Source data
++++
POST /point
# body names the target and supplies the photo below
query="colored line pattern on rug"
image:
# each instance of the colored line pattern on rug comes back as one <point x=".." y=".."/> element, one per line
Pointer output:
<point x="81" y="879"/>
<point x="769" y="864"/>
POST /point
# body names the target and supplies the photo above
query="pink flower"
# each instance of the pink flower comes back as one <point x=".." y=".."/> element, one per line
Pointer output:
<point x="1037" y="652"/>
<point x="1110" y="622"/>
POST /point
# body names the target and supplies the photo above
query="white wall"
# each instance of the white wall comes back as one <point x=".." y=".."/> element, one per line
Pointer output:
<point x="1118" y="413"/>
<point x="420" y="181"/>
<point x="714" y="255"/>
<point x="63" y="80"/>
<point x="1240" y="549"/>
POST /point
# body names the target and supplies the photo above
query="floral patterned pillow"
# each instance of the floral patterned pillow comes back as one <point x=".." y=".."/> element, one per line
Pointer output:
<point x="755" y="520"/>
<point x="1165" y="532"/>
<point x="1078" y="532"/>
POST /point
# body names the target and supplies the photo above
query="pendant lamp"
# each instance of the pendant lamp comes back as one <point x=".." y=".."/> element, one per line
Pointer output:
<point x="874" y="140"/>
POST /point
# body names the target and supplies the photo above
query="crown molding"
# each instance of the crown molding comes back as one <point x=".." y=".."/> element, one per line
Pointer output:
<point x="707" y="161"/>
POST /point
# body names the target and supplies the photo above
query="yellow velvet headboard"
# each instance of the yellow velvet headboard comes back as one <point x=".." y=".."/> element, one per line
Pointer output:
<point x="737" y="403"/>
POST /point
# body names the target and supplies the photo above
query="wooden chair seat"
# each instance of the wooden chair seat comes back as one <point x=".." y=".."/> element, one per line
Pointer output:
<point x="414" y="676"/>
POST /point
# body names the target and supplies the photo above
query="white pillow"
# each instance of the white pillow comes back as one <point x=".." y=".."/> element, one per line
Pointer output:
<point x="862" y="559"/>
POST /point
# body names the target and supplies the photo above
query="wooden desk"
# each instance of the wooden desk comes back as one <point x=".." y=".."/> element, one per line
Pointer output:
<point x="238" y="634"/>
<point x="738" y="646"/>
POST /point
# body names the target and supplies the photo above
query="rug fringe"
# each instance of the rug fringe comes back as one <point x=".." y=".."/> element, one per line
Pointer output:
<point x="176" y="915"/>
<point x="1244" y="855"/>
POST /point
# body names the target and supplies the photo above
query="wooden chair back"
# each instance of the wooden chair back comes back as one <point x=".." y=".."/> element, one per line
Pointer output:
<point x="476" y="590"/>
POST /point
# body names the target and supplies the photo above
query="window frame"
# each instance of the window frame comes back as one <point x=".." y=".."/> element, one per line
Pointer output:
++++
● Do this
Which lines in the source data above contain the word "white"? Identify each of them and copy it in full.

● Response for this exercise
query="white wall"
# each instance of the white wall comes back as one <point x=".." y=".."/> element, one per line
query="white pillow"
# each instance of the white pillow comes back as one <point x=".." y=".."/> element, one per line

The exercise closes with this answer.